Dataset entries
-- Opening Marker --

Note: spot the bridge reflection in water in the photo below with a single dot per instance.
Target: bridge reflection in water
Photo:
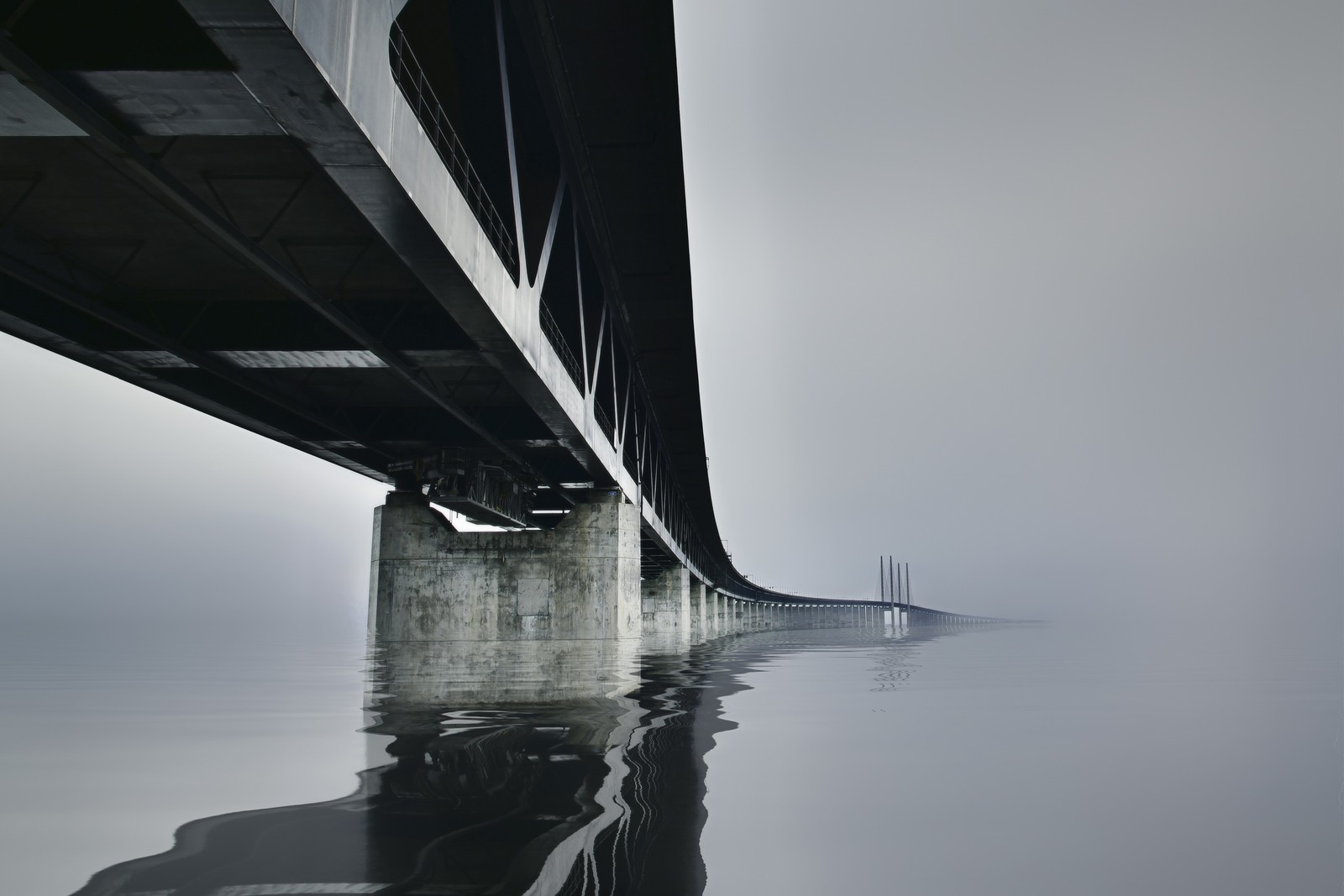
(596, 788)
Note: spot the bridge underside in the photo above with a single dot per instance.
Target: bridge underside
(440, 244)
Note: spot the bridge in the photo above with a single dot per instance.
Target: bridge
(440, 244)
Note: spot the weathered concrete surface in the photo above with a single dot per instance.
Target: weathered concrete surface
(698, 620)
(428, 673)
(580, 580)
(665, 600)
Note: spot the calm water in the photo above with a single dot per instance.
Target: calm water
(1035, 759)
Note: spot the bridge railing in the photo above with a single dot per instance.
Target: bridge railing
(410, 76)
(557, 338)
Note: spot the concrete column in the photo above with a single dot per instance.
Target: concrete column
(698, 633)
(665, 602)
(580, 580)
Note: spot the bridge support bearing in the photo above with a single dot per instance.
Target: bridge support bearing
(580, 580)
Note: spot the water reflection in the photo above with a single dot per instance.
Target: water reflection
(522, 768)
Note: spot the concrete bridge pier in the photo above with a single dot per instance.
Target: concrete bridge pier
(580, 580)
(698, 618)
(665, 607)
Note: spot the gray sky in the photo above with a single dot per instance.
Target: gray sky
(1042, 297)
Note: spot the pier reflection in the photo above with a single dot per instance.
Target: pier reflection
(506, 768)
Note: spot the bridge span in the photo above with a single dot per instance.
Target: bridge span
(440, 244)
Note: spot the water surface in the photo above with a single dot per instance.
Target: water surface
(1027, 759)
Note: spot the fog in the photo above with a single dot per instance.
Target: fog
(1039, 297)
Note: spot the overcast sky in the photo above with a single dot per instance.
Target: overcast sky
(1041, 297)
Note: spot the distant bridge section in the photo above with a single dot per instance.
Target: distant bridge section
(443, 244)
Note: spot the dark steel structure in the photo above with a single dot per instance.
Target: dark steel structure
(432, 242)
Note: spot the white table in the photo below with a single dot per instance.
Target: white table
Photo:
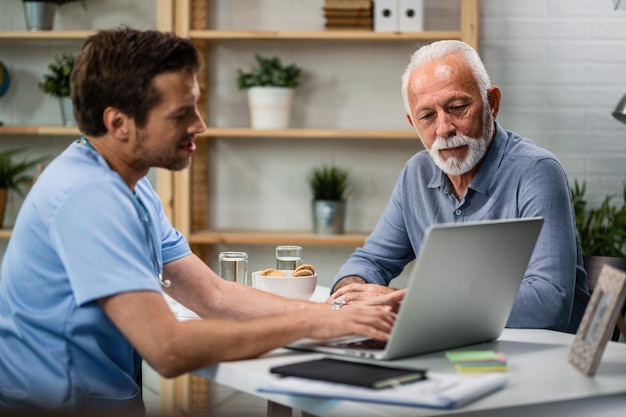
(541, 382)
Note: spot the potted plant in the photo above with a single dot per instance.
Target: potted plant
(602, 233)
(57, 84)
(40, 13)
(270, 86)
(602, 230)
(330, 186)
(13, 175)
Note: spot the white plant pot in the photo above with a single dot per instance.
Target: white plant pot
(328, 217)
(39, 15)
(270, 107)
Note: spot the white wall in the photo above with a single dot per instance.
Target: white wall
(559, 64)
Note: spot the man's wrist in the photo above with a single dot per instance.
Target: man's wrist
(350, 279)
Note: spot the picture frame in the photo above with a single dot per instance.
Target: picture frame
(599, 320)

-- Closing Marker --

WORK TO BE COMPLETED:
Copy the records exactly as they appear, excluding images.

OUTPUT OF THE TASK:
Note: spot the bridge reflection in water in the photo below with a single dot per instance.
Target: bridge reflection in water
Photo:
(596, 788)
Note: spot the bridge underside in the photo above with a single dot per instance.
Target: bridge underside
(440, 244)
Note: spot the bridge in the photo above with a single dot per instance.
Target: bridge
(440, 244)
Note: spot the weathered concrete surface in the photo above with a single dot per instance.
Target: weathered concrete surface
(698, 620)
(428, 673)
(580, 580)
(665, 600)
Note: spot the calm water in the photo above with a single dot per instance.
Target: calm water
(1035, 759)
Note: spot the bridge railing in the photo above with a single dot per instance.
Target: bridge railing
(410, 76)
(557, 338)
Note: spot the concrete column in the photo above with a single dot per instance.
Target: concrete column
(698, 633)
(665, 602)
(580, 580)
Note: spot the bridge support bearing in the photo above with a single dot per instance.
Target: bridge support bearing
(580, 580)
Note: spot the water reflection in the photo above with a single dot per instance.
Target: water reflection
(522, 768)
Note: spot the concrete bridge pier in the photo above with a single dot per instance.
Target: concrete bridge pier
(580, 580)
(698, 618)
(665, 607)
Note: spot the gray sky in the photo above with a single dot per instance.
Target: gray sky
(1042, 297)
Note: spot the pier reflection in the photo above with a single dot per instance.
Target: pier reflection
(506, 768)
Note: spot the bridge span in the photo above with a single dot per instance.
Target: bridge span
(440, 244)
Note: spot the water surface in the photo above with a single dot per instance.
Target: water surface
(1027, 759)
Note: spot the fog in the photo above with a single dot per instance.
Target: fog
(1039, 297)
Note: spot the overcast sky in the photo above with a single dot per instance.
Target: overcast sky
(1041, 297)
Note: spot the distant bridge section in the photo above with a single dot per instance.
Target: distant bridge section
(443, 244)
Note: spot the dark steel structure in the photo above with a single dot per instance.
Target: dark steel structure
(432, 242)
Note: spot the white table in the photo below with a single dot per instance.
Target: white table
Photo:
(541, 382)
Note: spot the potted plant in the photo above with a single dot per instance.
Target: potted plant
(602, 233)
(57, 84)
(40, 13)
(270, 86)
(602, 230)
(330, 186)
(13, 175)
Note: spot the white plant pot in the photo above with a single dot per instance.
Target: white plant pot
(328, 217)
(39, 15)
(270, 107)
Note: spot the white wall in the photo above with a single dot per instance.
Target: white wall
(559, 64)
Note: spot the man's wrist in the photo above with a single dot per instance.
Target: man's wrist
(350, 279)
Note: spot the picture frame in the photo above with a single dot per instance.
Target: picture frame
(599, 320)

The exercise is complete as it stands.